In ESP32_I2S_Camera/I2SCamera.h I needed to update headers as various pieces were moved around in the library upgrade:

 #pragma once
 
+#include "esp_attr.h"
+#include "rom/gpio.h"
 #include "soc/soc.h"
 #include "soc/gpio_sig_map.h"
 #include "soc/i2s_reg.h"
 #include "soc/i2s_struct.h"
 #include "soc/io_mux_reg.h"
+#include "soc/gpio_struct.h"
 #include "driver/gpio.h"
-#include "driver/periph_ctrl.h"
+#include "esp_private/periph_ctrl.h"
 #include "rom/lldesc.h"
 #include "XClk.h"
 #include "DMABuffer.h"

In ESP32_I2S_Camera/XClk.cpp I had to update a header since some methods were moved into a private header. I also had to add a memset call to clear timer_conf before using the structs as per this issue. Finally, the bit_num field on the configuration was renamed to duty_resolution so I updated that as well.

 #include "XClk.h"
 #include "driver/ledc.h"
+#include "esp_private/periph_ctrl.h"
+#include <cstring>
 
 bool ClockEnable(int pin, int Hz)
 {
     periph_module_enable(PERIPH_LEDC_MODULE);
 
     ledc_timer_config_t timer_conf;
-    timer_conf.bit_num = (ledc_timer_bit_t)1;
+    memset(&timer_conf, 0, sizeof(ledc_timer_config_t));
+    timer_conf.duty_resolution = LEDC_TIMER_1_BIT;
     timer_conf.freq_hz = Hz;
     timer_conf.speed_mode = LEDC_HIGH_SPEED_MODE;
     timer_conf.timer_num = LEDC_TIMER_0;

Here is the commit in my fork.

Also, I believe the new version of ESP-IDF has a totally different and cleaner way to set up LEDC, but I avoided this since I wanted to keep the new code as close to 1:1 as possible.

Somewhat related, I also found a discussion on porting the Arduino camera and display ecosystem to Zephyr. They aren't there yet, but are making progress.

**Problem set:**
• 1. Do these statements agree with the ESP32 camera post? Answer yes or no for each, quoting the deciding words of the post. (a) A field on the timer configuration was renamed from bit_num to duty_resolution. (b) The author switched to the newer, cleaner way of setting up LEDC in ESP-IDF. (c) The port of the Arduino camera and display ecosystem to Zephyr is complete.
• 2. In the ESP32 camera post, what did the author add to clear timer_conf before using the structs?
• 3. Carry the ESP32 camera post forward from its last sentence.
The data below come from a separate source.

**Record excerpts:**
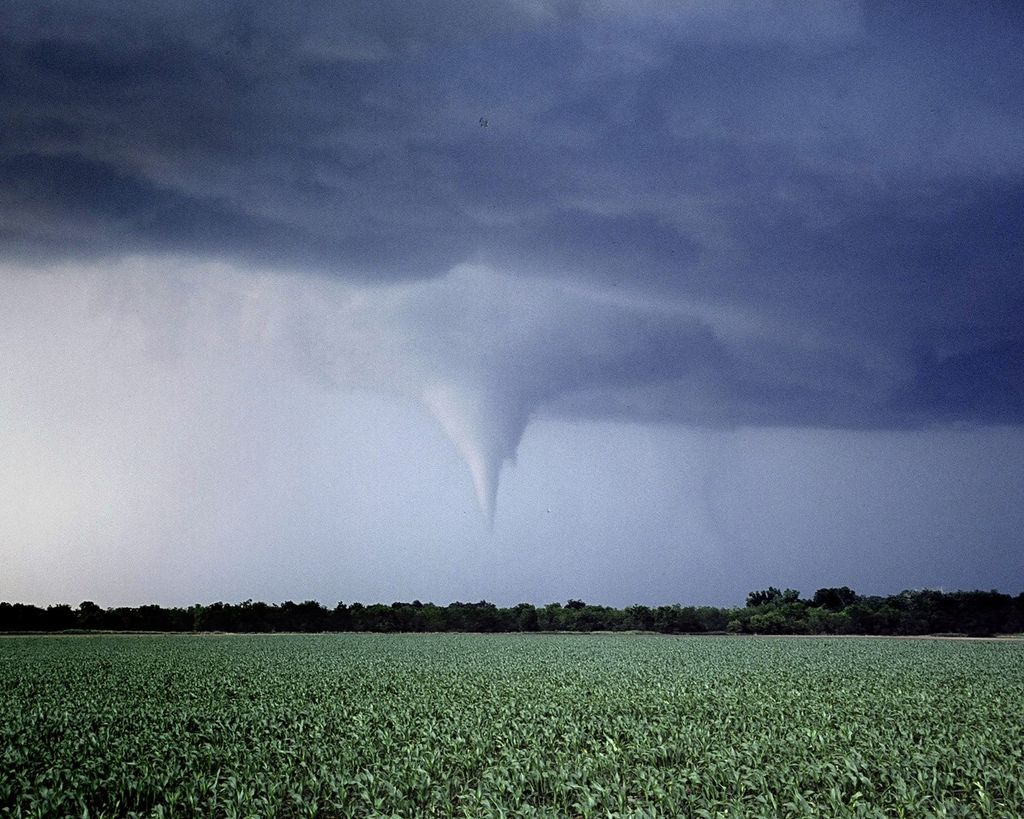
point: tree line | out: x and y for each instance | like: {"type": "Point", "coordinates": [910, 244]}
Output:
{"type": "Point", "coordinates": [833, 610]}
* * *
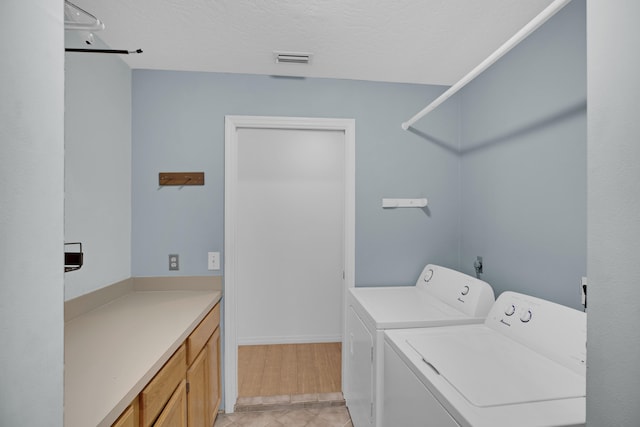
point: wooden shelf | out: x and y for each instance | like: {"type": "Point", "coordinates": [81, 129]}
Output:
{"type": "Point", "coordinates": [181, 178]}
---
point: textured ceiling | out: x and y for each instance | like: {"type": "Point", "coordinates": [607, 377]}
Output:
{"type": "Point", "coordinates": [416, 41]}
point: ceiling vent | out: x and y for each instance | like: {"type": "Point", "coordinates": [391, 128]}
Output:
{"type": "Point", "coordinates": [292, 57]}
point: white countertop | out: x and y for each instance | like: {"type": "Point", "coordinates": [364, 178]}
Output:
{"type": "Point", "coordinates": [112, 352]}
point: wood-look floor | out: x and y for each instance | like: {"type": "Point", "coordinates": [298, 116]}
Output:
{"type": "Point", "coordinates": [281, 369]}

**Responses for each task:**
• 1.
(a) Yes: "the bit_num field on the configuration was renamed to duty_resolution so I updated that as well."
(b) No: "but I avoided this since I wanted to keep the new code as close to 1:1 as possible."
(c) No: "They aren't there yet, but are making progress."

• 2. A memset call.

• 3.
Soldering the ESP ECG

The section was very complicated and I'm happy I took my time:

• Solder the right angle tactile push button onto the side of the PCB with "HACKERBOX"
• Trim the leads. There will not be much clearance between the stacked PCBs.
• Solder the two 1x13 pin male header to the ESP32 WeMos LOLIN32 Lite.
• Solder the ESP32 to the bottom of the board.
• Trim all the leads.
• Break the 1x9 pin male header into a 1x3 pin and 1x6 pin.
• Solder two 1x3 and 1x6 pin headers onto the AD8232 ECG Sensor Module.
• Solder the sensor module onto the back of the board.
• Trim all the pins.
• Solder the 1x4 pin male header to the MSP2401 display module.
• Solder the display module to the ESP ECG PCB.
• Make sure to keep a little space between the two boards. I temporarily inserted thick piece of paper and use helping hands to stabilize.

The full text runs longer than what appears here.